PROBLEM REQUIREMENTS
Could you repeat the records below exactly, without the pictures?

-------- DATA IN THIS EXERCISE

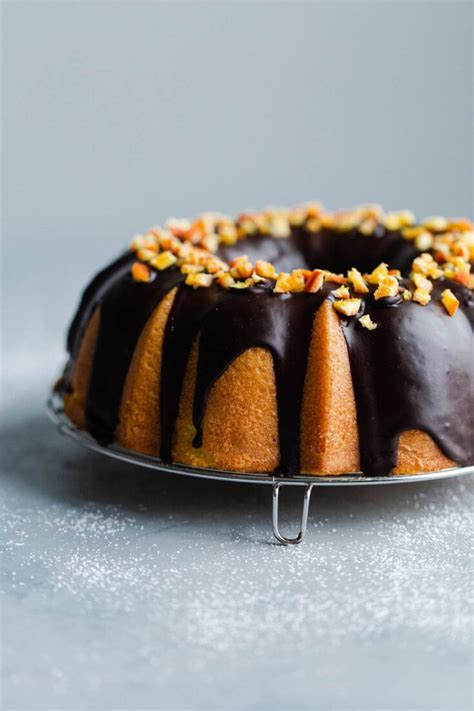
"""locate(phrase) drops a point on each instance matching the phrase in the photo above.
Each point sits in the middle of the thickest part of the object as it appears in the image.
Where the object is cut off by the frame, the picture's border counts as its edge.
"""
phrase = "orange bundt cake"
(285, 341)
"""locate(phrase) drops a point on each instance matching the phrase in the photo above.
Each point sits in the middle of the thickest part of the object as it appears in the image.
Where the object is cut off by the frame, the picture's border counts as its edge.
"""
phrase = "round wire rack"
(66, 427)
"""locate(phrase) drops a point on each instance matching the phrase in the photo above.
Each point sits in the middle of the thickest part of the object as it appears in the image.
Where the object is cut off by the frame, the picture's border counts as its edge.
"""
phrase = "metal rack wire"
(66, 427)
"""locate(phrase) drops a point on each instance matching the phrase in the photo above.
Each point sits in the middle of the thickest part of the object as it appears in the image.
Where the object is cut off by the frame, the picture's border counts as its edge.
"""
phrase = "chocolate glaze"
(124, 312)
(188, 313)
(252, 318)
(415, 371)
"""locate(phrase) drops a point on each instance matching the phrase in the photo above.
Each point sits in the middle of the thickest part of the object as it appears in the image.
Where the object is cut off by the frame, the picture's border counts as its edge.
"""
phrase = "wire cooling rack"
(66, 427)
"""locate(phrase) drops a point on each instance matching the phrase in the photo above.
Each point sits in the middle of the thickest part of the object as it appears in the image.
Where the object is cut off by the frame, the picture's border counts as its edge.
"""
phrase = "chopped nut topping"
(192, 245)
(378, 273)
(265, 269)
(342, 293)
(315, 281)
(335, 278)
(388, 286)
(422, 283)
(367, 322)
(348, 307)
(140, 272)
(163, 260)
(358, 281)
(450, 302)
(287, 283)
(241, 267)
(192, 268)
(225, 280)
(424, 241)
(146, 254)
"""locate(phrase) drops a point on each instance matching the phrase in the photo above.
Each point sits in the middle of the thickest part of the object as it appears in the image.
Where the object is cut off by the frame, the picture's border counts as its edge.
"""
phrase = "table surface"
(125, 588)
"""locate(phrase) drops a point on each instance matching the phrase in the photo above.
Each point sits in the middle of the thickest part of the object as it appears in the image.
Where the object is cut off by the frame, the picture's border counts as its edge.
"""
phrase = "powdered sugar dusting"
(228, 589)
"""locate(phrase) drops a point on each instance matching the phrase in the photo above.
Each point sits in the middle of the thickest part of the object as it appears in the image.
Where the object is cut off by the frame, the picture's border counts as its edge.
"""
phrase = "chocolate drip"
(89, 301)
(125, 309)
(189, 310)
(92, 296)
(253, 318)
(415, 371)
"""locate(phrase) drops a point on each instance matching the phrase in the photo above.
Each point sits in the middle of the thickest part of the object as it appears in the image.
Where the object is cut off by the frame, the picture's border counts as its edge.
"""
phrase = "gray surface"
(123, 589)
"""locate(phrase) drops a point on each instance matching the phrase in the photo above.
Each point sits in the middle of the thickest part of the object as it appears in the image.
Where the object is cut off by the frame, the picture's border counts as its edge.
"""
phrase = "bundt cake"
(287, 341)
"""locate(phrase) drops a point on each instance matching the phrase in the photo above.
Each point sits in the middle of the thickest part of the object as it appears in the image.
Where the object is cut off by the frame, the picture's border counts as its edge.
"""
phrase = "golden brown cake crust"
(139, 425)
(75, 401)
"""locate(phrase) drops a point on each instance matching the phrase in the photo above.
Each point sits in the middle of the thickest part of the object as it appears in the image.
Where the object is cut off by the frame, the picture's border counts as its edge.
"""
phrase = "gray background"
(125, 590)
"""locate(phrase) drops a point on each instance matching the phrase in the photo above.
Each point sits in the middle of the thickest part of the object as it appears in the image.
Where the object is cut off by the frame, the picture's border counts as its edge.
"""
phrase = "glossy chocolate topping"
(414, 371)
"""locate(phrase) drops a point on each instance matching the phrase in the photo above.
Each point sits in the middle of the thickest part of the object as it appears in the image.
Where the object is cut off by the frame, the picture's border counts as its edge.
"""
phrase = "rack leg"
(304, 518)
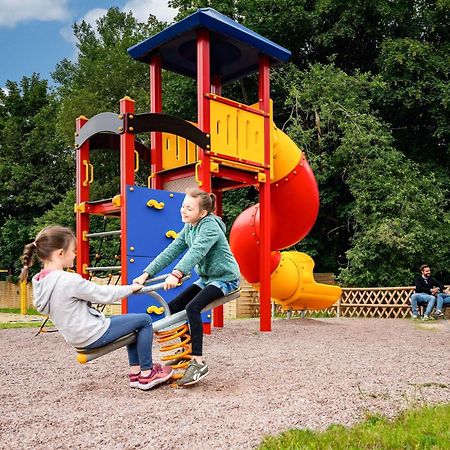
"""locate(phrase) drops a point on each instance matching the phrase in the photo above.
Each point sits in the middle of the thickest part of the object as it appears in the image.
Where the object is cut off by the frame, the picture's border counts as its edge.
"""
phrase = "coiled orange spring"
(182, 347)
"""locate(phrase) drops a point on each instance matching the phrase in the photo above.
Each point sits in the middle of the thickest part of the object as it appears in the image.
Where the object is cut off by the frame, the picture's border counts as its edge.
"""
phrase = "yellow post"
(23, 297)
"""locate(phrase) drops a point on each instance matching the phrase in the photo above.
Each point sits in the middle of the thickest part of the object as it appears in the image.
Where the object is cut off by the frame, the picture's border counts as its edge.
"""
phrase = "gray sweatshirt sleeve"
(96, 293)
(168, 255)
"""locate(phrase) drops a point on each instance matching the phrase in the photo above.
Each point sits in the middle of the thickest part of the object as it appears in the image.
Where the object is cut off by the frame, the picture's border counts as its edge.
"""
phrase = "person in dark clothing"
(427, 289)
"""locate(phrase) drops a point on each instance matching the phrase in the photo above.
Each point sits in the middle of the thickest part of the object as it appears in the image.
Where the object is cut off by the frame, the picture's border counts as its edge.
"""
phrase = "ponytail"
(27, 260)
(207, 201)
(47, 241)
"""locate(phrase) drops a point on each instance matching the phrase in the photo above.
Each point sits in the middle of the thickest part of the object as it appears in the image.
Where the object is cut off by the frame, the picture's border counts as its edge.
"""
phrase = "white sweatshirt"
(65, 297)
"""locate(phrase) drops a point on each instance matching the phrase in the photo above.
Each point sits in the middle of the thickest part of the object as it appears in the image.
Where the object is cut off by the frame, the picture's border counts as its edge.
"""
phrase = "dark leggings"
(194, 299)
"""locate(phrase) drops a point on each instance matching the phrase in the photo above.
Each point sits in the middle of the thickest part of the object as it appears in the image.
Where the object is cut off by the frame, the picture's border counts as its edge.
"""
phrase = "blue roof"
(235, 49)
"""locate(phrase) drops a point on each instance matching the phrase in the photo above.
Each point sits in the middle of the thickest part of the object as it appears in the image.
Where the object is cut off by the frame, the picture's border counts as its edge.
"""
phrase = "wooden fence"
(385, 302)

----------------

COMPLETED TASK
"""locate(phrase) drops a point on each instance matching the phrase in the photo above.
Each point sits in the middle of the thickest part of the object as it appears in the image.
Where the object is cut off by the frame, the picture's border counts as its edge.
"""
phrase = "orange bundt cake"
(285, 341)
"""locate(phrase) drops a point on each instance matching the phrase in the photo above.
Each point sits in the middle of the thickest part of the object as it appears in the image.
Where the object is cut off by the frame, the picture's border counts as its edge.
"""
phrase = "round wire rack"
(66, 427)
"""locate(phrase) drops a point on each instance matching the phrase in the photo above.
Each point sits in the middle of the thickest part of the object as it appears in the image.
Where the object is cut off by the frame, the picture's border counts as its edge.
"""
phrase = "metal rack wire"
(66, 427)
"""locate(phrase) drops a point on each instance matching the phrase in the photo above.
Each point sits in the middle of the thickest part of the object as it appears in the image.
Where the object is cut off by the frame, the picture's border counts as its edge.
"""
phrase = "chocolate glaze"
(124, 312)
(188, 313)
(252, 318)
(415, 371)
"""locate(phrase) drops a point on each instance matching the phrase in the photo above.
Each point sits in the middle of the thickest part of the object as it appears in the image.
Where the object is cut off by the frame, the picture's border counts as its edge.
"""
phrase = "wire cooling rack"
(66, 427)
"""locate(phrase) drops a point on each instance matching the phrase in the photo above.
Each point sits in the middle of the thickest part of the object as it appears in the image.
Where the object is cut off by the frame, the picture's border counts as its edge.
"""
phrase = "chopped nut topping"
(192, 245)
(378, 273)
(265, 269)
(342, 293)
(315, 281)
(335, 278)
(388, 286)
(422, 283)
(367, 322)
(348, 307)
(140, 272)
(163, 260)
(358, 281)
(450, 302)
(287, 283)
(241, 267)
(192, 268)
(225, 280)
(424, 241)
(146, 254)
"""locate(phrase) drops a point on each instance matching the phrase in the photo above.
Each point sits in the middle of the thickest part of the object as it appears in the image.
Where the object is cut off by the frame, the picture's border counts as its edge.
"""
phrase = "table surface"
(125, 588)
"""locate(phrase) drops a point on each instance matching the phrase in the photo above.
Each point sits in the middle of the thickest part of the object as it appears in the image.
Where the object is cut off by the frame, the picture's border counts as its edge.
"""
phrase = "powdered sugar dusting"
(228, 589)
"""locate(phrase) drops a point on each instance matching the phrase in the photo above.
Each point sits in the middle of the thickest part of the object as it appears in the image.
Where the object is cut off by the frame, the picture's border counts as its edge.
"""
phrase = "chocolate drip"
(89, 301)
(125, 309)
(189, 310)
(92, 296)
(253, 318)
(415, 371)
"""locate(phrase) drops a point on each instance matching the phrase in the photo above.
Each point sits in the middle of the thickest part of the object as it appears in the image.
Where the object is cut off by the frame, the picture's border counts as its edge.
"""
phrase = "gray surface"
(123, 589)
"""locate(phrase) drops a point on each instance matching the phrase in the photo above.
Each point sits in the middle of the thickest part of the object as it appears in the image.
Where the object is cut off by the frame, the picture's border counts as its edge.
"""
phrase = "bundt cake"
(287, 341)
"""locate(phrase) drops a point on each instance matching the phrase in the photo above.
Each point sits in the middle of the thickest part of the object as it appears in the image.
Where the object is cut off by the frame, the picture's border counts as its edge.
"""
phrase = "golden brown cake crust"
(139, 425)
(75, 401)
"""locate(phrase) drops a point on each instance matching the phrase in the photo above.
Each point sits in the middle of the thickest part of the object as it appears in the image.
Where the object is cut off by the frame, the picture's border counts as its edge.
"""
phrase = "gray background"
(125, 590)
"""locate(phrase) drops a point on each instance matching the phrase in the photo above.
Each point sits in the middle of the thickest part of the object as it appears in the image.
Where the object is cut off by the frame, the picture's border counts as its edge.
"""
phrase = "glossy chocolate topping"
(414, 371)
"""locate(phrase) drops a point on each instance matching the phrase in the photo above.
Each point sits in the middle of the thickest part of the object as it appears in the image.
Where the object is cut off by the frame, the picture's border counts as its edge.
"""
phrase = "rack leg"
(304, 518)
"""locate(phrase) drops a point on each instance matching the phrase in the photo above.
Each point sits in the middle of the thickest part of the object as it appears in the image.
Where the object is cut off by the frame, the picture's border counts as its edge.
"""
phrase = "coiled orange spring"
(182, 347)
"""locate(phrase) drops a point on each instance matching the phrase in the photo above.
Each point sits in the middle of the thickest part of the object as it appears in the image.
Where the object is cut off by the frame, the picture's border counts as its edge.
"""
phrase = "yellow post"
(23, 297)
"""locate(phrase) drops a point on each instance matching the phrase in the photo above.
Each point sits in the middle of the thickest part of the object as it appears in the image.
Where the object is cut off by the frame, the picture's border counts as its edge.
"""
phrase = "gray sweatshirt sleeve"
(96, 293)
(168, 255)
"""locate(phrase) drops a point on each instance matching the phrase in the photo above.
Each point sits in the middle of the thickest part of the object as it appears in the image.
Where the object is cut off by the frame, the picture's border counts as its edge.
"""
phrase = "person in dark clothing"
(427, 289)
"""locate(phrase) drops a point on each instance matching the phrase in the photo above.
Each point sits in the middle of the thickest part of the object as it appears in the image.
Where the object is cut off by the frame, the picture's border counts as its edge.
"""
phrase = "ponytail"
(27, 260)
(207, 201)
(47, 241)
"""locate(phrase) drops a point on each instance matching the phrase in the photo above.
Each point sits in the middle of the thickest part of the object as it appears in the image.
Where the object is cut off by the frame, the picture's border counts as its edge.
"""
phrase = "white sweatshirt"
(65, 297)
"""locate(phrase) drops a point on each instance matching the phrase in the photo above.
Each point sits in the middle of the thickest part of the object as it appears in the image.
Where the object is cut off by the frame, the picture's border counts as its edge.
"""
phrase = "dark leggings"
(194, 299)
"""locate(phrase) drops a point on each instance matching the phrase in the photo above.
Each point sits in the middle of the thickest part of the object as it appears in the image.
Where the object is cut off by the frame, the picture's border counts as its edge.
"""
phrase = "blue roof"
(235, 49)
"""locate(phrase) drops a point on each instance matching the phrase in the photo above.
Each point sits in the middle of the thickest part of the object as it appears in the image.
Where the object is cut off by the frame, the picture's border counts as its edge.
"""
phrase = "wooden fence"
(385, 302)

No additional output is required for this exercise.